[Tasks to carry out]:
1/ Answer these about the God of War review:
(a) When does the player find an object or piece of magic needed to get past an obstacle?
(b) What must many of Kratos's new skills and moves be summoned by?
(c) What single word does the reviewer use to sum up how they found God of War?
2/ Write a continuation of the God of War review, picking up after its last sentence.

[Text extract]:
• • •

As well, there's a kind of roteness to many of the missions and tasks. If you need a certain object or piece of magic to get past an obstacle, you will find that object or piece of magic immediately before it must be deployed. There's no figuring out when or how to use the thing; as soon as you get it, you know you must use it. God of War's narrative feels like it has been structured by a flowchart that had to be approved by six middle-managers before it got to the coding stage.

As Kratos progresses, he acquires new skills and moves. Many of these must be summoned by button combinations which are so needlessly arcane and complex as to be laughable. The result is that the game becomes a button-masher, for in the heat of battle, who can remember whether it's square-square-left-circle or square-square-left-X? Most enemies, seemingly, can be defeated by this mashing of buttons, but it's a dubious achievement, as it depends less on skill than on luck and flexible thumbs.

Clearly, this is not my kind of game. I realize it's a popular series, but I assure you that I have no interest in upsetting the applecart just for the sake of it. I found God of War dull.

• • •

[Dataset records]:
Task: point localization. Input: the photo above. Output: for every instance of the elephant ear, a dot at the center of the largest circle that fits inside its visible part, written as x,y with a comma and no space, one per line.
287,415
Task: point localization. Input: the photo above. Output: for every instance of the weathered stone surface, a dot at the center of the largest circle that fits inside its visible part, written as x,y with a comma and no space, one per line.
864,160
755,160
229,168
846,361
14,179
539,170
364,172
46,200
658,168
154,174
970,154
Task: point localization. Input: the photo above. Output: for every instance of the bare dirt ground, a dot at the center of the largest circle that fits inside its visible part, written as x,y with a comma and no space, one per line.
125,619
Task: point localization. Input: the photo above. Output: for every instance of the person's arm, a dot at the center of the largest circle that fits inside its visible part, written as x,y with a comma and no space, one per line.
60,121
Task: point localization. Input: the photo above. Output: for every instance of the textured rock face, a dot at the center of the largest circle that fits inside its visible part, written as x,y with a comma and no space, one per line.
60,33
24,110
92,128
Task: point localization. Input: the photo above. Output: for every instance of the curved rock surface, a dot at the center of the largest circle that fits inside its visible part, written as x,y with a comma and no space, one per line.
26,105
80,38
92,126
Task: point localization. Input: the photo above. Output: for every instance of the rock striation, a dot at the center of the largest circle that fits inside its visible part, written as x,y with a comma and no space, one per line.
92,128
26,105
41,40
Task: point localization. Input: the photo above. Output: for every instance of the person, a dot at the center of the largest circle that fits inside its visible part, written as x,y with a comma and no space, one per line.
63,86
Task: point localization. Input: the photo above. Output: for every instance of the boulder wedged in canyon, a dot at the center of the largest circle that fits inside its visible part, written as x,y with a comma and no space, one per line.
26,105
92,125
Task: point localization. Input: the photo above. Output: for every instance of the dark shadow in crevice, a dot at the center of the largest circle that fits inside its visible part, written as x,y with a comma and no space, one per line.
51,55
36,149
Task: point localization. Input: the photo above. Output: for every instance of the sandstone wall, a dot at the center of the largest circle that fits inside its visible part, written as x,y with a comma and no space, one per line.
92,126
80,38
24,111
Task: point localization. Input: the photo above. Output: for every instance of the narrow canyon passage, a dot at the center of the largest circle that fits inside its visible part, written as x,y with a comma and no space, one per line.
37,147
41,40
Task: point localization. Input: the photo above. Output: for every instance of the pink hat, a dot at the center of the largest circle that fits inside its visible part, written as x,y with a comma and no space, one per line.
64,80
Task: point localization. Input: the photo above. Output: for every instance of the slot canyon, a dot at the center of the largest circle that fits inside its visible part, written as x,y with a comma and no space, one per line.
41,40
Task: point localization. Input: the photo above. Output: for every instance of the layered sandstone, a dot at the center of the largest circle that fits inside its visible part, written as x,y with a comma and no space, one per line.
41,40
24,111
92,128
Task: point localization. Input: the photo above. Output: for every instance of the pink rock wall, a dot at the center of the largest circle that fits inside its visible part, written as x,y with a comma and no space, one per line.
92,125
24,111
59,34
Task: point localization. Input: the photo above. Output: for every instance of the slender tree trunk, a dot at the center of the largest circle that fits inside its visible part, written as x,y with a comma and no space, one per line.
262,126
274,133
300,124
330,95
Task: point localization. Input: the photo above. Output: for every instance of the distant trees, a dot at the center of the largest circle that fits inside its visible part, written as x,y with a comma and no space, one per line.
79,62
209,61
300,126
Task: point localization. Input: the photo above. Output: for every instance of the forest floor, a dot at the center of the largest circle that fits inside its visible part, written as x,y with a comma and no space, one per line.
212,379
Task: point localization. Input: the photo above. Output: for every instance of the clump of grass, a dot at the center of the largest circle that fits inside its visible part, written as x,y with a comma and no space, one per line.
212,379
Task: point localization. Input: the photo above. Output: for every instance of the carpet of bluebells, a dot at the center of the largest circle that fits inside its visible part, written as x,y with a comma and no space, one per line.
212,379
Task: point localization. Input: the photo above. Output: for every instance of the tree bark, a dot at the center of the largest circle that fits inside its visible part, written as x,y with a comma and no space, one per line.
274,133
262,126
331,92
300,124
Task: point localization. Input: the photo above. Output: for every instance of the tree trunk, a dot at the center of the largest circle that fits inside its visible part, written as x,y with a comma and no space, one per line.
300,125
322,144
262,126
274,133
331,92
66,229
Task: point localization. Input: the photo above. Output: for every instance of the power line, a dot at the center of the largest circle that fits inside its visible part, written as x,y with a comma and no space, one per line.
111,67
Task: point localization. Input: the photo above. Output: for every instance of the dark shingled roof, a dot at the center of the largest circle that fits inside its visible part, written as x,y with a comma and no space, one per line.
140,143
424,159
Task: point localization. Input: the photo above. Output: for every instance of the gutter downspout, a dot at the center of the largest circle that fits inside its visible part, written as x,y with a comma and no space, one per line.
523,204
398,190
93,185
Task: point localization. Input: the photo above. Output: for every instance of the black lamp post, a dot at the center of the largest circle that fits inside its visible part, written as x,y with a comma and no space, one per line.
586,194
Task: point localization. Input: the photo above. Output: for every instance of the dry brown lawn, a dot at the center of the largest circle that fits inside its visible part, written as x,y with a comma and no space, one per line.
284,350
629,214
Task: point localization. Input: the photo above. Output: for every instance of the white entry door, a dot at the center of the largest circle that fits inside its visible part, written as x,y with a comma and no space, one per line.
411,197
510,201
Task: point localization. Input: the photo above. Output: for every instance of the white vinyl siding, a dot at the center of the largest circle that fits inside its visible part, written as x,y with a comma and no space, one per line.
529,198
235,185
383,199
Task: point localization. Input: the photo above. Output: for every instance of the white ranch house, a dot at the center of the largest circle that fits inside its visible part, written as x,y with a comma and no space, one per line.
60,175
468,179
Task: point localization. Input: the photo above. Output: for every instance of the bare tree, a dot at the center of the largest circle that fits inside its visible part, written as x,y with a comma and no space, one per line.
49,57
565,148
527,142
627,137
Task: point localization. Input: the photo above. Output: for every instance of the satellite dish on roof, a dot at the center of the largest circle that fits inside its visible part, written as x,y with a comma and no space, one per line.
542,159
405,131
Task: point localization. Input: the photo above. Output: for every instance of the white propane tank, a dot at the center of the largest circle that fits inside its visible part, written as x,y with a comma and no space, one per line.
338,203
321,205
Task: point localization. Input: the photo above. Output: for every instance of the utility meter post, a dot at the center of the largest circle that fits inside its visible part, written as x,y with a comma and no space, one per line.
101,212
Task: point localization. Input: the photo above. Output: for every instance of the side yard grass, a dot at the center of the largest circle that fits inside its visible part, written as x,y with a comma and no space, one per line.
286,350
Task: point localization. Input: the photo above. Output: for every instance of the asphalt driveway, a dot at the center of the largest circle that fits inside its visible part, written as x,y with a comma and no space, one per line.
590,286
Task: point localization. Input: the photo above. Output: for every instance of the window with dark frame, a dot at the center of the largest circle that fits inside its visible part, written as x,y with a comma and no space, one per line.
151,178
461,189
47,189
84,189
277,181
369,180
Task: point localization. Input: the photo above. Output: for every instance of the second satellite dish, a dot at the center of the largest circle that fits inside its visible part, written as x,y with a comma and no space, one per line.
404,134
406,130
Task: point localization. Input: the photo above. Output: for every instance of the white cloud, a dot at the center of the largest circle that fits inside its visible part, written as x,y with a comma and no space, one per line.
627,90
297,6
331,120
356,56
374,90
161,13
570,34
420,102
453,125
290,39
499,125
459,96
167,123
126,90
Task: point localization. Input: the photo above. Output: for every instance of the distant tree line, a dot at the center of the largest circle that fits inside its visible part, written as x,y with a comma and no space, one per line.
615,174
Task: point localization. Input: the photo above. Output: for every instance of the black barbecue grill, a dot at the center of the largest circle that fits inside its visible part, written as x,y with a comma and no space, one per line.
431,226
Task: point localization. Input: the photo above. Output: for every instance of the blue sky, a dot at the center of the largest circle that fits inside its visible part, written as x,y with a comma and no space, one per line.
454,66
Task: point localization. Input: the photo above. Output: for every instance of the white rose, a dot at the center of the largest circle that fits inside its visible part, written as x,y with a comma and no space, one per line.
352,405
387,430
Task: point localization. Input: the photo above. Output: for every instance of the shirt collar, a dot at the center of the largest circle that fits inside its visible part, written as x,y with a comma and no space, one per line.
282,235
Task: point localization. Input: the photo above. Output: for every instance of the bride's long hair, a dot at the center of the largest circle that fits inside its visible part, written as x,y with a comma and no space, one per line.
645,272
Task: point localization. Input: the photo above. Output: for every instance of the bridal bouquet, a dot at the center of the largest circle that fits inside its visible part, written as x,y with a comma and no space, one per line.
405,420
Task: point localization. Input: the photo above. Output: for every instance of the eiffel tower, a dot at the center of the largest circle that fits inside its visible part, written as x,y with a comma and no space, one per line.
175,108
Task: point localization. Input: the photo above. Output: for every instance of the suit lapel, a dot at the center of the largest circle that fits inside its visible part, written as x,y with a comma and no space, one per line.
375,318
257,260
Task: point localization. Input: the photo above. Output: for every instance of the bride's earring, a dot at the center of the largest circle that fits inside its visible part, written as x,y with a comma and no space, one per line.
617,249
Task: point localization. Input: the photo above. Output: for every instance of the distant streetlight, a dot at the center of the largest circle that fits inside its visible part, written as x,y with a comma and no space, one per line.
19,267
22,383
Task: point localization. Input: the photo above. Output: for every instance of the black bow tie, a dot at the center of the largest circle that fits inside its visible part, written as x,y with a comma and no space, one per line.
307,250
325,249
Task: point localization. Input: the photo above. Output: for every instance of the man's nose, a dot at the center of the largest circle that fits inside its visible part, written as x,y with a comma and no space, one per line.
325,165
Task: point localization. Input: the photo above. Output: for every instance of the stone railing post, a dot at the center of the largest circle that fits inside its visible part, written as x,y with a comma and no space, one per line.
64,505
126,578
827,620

• • •

[Per-task outputs]:
1/
(a) Immediately before it must be deployed.
(b) Button combinations that are needlessly arcane and complex.
(c) Dull.

2/
Not only is God of War stodgy and needlessly complex, but it's a highly portentous game – there's not a whit of levity in the whole thing, and everything is all gloomy-and-doomy and smoke-filled and dire. This rigorous consistency of tone gets really tedious after a while, even though I know this is an accepted feature of games of this genre. But this is the kind of game in which every character speaks in Serious Pronouncements and uses “poetic” language that would make Homer's sightless eyes issue forth a torrent of tears. Kratos wears a sneer all throughout; he moves as if the weight of the world is on his shoulders (which I guess, in the universe of the game, it is); even his grapefruity muscles seem sullen. The poor guy never cracks a smile. Which is why one of the few moments of pleasure in this game occurred when I would hit “Jump” repeatedly: it sends sour old Kratos hopping around like a muscle-bound, Spartan jackrabbit, thereby adding a bit of life to the proceedings. Hippity hoppity, you red-stripèd warrior, you.

Verdict

Overall Will I play it more? Nope.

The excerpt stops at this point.